--- SOURCE DOCUMENT Enclosed Below ---

"Ravenous" is a fabulous spin on the classic werewolf tale, reminiscent of Stephen King's vampire epic, "Salem's Lot". Garton builds strong characters; making them likable, endearing, and realistic. Sexually graphic but well written, Garton brings the werewolf myth solidly into the 21st century.
Sheriff Arlin Hurely suffers from problems common to every small town sheriff: unreported domestic abuse, busy-body old ladies, and intrusive local reporters. However, though his department has struggled for several months to capture a serial rapist in their midst, the Californian town of Big Rock is a safe place to live.
That changes when one of Hurely's deputies is killed by a strange animal - partially eaten - while chasing a corpse that unbelievably awakens and flees a hospital morgue in the night. Things quickly spiral out of control, as the incidents of deaths and rape quickly escalates. While the body count piles higher, experts can only determine the animal responsible for the killing is "an unidentifiable species of wolf". When a scarred stranger arrives in Big Rock, claiming they're infested by werewolves, Hurely must put aside his disbelief if he's to save his town and those he loves.

--- End of Enclosed SOURCE DOCUMENT ---
--- DATA LISTING Enclosed Below ---

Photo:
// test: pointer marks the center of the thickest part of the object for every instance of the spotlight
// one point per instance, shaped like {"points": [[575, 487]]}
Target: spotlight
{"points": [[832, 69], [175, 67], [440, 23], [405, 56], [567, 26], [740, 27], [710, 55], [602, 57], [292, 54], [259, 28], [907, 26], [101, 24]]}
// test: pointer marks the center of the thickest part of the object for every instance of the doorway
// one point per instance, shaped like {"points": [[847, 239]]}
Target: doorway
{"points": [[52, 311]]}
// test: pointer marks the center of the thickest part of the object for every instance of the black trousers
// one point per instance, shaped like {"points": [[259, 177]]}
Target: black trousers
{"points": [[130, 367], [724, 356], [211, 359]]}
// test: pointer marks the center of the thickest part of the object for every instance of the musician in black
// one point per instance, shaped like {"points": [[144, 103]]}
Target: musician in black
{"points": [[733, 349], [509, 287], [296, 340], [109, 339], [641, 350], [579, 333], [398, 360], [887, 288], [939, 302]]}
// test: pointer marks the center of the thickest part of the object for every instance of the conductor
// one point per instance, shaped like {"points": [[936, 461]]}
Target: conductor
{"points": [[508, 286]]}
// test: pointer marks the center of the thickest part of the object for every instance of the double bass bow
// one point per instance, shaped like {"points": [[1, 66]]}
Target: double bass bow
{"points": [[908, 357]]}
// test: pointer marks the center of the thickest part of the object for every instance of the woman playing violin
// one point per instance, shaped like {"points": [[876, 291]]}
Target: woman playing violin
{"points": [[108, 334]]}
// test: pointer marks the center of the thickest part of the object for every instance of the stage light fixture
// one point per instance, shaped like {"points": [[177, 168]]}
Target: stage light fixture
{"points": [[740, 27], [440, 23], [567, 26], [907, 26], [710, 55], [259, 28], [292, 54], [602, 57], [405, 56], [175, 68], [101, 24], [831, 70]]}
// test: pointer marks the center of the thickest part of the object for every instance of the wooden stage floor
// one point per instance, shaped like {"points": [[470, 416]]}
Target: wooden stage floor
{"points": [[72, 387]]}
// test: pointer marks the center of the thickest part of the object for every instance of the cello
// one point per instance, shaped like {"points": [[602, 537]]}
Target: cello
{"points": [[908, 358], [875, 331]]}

--- End of Enclosed DATA LISTING ---

**THE PROBLEM:** Can you resume the review of Garton's "Ravenous" right after its final sentence, the one about Hurely having to put aside his disbelief?

**EXERCISE OUTPUT:**
Garton does an excellent job of painting a real town full of real people, falling to an uncontrollable epidemic they're powerless against. Posing the werewolf curse as a sexually transmitted disease works well, though it does offer some sexually graphic moments. Garton's also not afraid to leave readers dangling on the edge at the end, which only wets appetites for the novel's upcoming sequel.